> **Task item**
Return all of the data below verbatim and exclude every picture.

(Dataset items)
^^^^^^^^^^^^^^^^
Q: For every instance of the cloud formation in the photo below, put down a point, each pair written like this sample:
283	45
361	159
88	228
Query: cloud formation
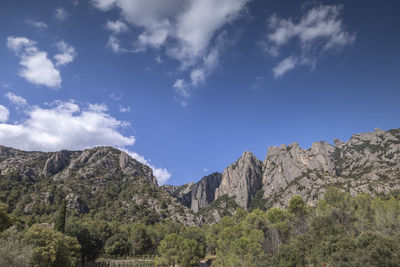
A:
66	55
61	14
37	24
4	113
67	125
188	31
37	68
318	31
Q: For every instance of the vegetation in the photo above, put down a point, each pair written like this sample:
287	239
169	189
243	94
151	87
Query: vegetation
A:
341	230
60	222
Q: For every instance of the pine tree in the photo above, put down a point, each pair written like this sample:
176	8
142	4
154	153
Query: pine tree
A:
60	221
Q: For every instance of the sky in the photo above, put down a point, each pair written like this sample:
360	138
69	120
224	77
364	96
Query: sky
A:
187	86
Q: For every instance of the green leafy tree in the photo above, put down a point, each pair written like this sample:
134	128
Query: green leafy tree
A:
60	221
297	206
117	246
190	253
52	248
5	220
91	245
140	240
169	250
14	251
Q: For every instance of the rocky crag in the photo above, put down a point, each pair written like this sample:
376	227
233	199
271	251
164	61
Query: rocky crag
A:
102	182
105	183
367	163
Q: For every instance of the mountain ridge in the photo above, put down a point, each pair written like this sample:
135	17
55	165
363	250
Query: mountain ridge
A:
104	182
366	163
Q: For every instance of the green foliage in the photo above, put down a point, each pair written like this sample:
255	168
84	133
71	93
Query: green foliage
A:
297	206
91	245
52	248
169	250
60	221
340	231
175	249
140	240
14	251
5	220
117	246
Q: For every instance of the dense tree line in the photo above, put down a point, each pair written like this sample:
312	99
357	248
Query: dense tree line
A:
340	230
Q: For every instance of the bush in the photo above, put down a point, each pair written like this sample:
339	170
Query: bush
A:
117	246
52	248
14	251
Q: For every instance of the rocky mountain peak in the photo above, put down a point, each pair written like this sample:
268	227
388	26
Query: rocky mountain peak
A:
241	179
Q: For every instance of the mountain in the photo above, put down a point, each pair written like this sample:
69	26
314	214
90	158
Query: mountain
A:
100	183
106	183
367	163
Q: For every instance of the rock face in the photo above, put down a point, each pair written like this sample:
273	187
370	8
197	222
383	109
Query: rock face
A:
^^^^^^^^^^^^^^^^
> **Task response**
Q: For every instance of the cloud formation in the photo below, put down a point, each pair written like this sample:
283	45
361	159
88	228
Query: cloud formation
A:
66	55
61	14
37	24
4	113
67	125
188	31
37	68
318	31
Q: For every instance of the vegetation in the photo above, put down a point, each pair written like this sample:
287	239
169	189
243	94
151	87
Query: vegetation
A:
341	230
60	222
Q: For every instance of the pine tree in the photo above, put down a point, each pair written like this sample:
176	8
142	4
154	153
Query: pine tree
A:
60	221
Q: For every instance of the sky in the photo above, put down a point, each pair written like this sample:
360	138
69	120
224	77
364	96
Query: sky
A:
187	86
Q: For every instance of the green leafy tree in the photo above, put down a point, each pair written like this sample:
134	128
Query: green leafy tree
A:
60	221
297	206
117	246
190	253
52	248
5	220
91	245
140	240
169	250
14	251
Q: For every instance of the rocky crag in the photo above, put down a point, each pair written like this sample:
376	227
233	199
271	251
164	61
Query: rocky crag
A:
102	182
105	183
367	163
Q: For every instance of the mountain ridge in the photo above, put down a point, each pair written like this sample:
135	17
55	165
363	250
Query: mountain ridge
A:
104	182
366	163
Q: For every instance of the green foliage in the photo above, put down a point, each pair written like this sample:
255	168
84	133
71	93
Query: green foliage
A:
297	206
91	245
52	248
169	250
60	221
340	231
175	249
140	240
14	251
5	220
117	246
Q: For every instance of the dense tree line in the photo above, put down a point, each pair written like this sample:
312	99
357	248
Query: dense tree line
A:
340	230
Q: For every instance of the bush in the photo above, put down a point, each pair written like this sample:
339	170
Query: bush
A:
117	246
52	248
14	251
Q: For every instance of the rocky mountain peak in the photo above, put down a point, each pair written like this sample:
268	227
388	26
Query: rocky mountain peak
A:
241	179
Q: For every instance of the mountain in the photo above, put down a point, each pair written like this sample:
69	26
314	214
90	158
Query: mountain
A:
100	183
106	183
367	163
Q: For every instance of the rock face in the photo above, put down a point, each pair written like this sample:
273	187
370	8
197	222
383	109
Query: rock face
A:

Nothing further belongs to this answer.